#### Consigne A
Dans l'extrait sur les droits de douane américains, quelle part des actions les 10 % les plus riches détiennent-ils ?
#### Consigne B
Traduisez en anglais cette phrase de l'extrait sur les droits de douane américains : « Les droits de douane imposés par les États-Unis à la Chine visent principalement à contrer son essor stratégique. »

Et pourquoi réindustrialiser les États-Unis ? Parce qu’en cas de guerre, un pays qui ne produit ni sa nourriture ni ses armes a très peu de chance de survivre.

De nos jours, les guerres commerciales sont imbriquées dans la géopolitique. Les droits de douane imposés par les États-Unis à la Chine visent principalement à contrer son essor stratégique.

Les États-Unis considèrent leurs politiques économiques comme un outil de protection de la sécurité nationale et de protection des industries essentielles contre la concurrence étrangère.

De même, les droits de douane imposés à l’Europe ont été en partie motivés par des inquiétudes quant à la dépendance de l’Union européenne à la Chine pour ses exportations et par la conviction que l’Europe bénéficiait injustement de ses normes et de la réglementation.

L’essentiel de ce nouveau paradigme économique est centré sur la maximisation des exportations, la minimisation des déficits commerciaux et la priorité donnée aux industries nationales.

Est-ce que cette stratégie va réussir ?

Ces tariffs, combinés à une chute volontaire des bourses, du pétrole et des taux d’intérêt, pourraient-ils servir à réindustrialiser les États-Unis et opérer un transfert de richesse des élites vers les classes moyennes ?

Selon des déclarations attribuées à Scott Bessent, secrétaire au Trésor, les tariffs sont un outil pour rééquilibrer Main Street face à Wall Street. Il soutient que les droits de douane favorisent les classes moyennes et les petites entreprises locales au détriment des grandes multinationales et du top 10 % des investisseurs, qui profitent souvent de la financiarisation et des délocalisations. N’oublions pas que seuls 10% des plus riches détiennent environ 89% des actions.

#### Jeu de données
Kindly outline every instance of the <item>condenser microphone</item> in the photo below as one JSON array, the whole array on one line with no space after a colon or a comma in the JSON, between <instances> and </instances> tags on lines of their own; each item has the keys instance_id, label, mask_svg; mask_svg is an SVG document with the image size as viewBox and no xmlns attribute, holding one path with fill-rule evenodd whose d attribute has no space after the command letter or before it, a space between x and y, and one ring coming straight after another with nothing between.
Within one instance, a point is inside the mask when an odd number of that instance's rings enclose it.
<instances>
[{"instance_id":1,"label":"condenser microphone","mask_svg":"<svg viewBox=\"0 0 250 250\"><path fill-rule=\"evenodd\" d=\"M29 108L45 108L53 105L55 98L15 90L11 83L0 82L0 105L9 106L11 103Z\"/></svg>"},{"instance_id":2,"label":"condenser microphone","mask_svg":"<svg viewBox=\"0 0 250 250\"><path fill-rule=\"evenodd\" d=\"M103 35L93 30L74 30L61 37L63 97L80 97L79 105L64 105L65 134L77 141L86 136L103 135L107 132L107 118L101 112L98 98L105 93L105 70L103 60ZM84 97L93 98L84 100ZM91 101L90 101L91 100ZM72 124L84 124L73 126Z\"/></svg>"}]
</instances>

#### Votre réponse A
Environ 89 % des actions.

#### Votre réponse B
The tariffs imposed by the United States on China are mainly aimed at countering its strategic rise.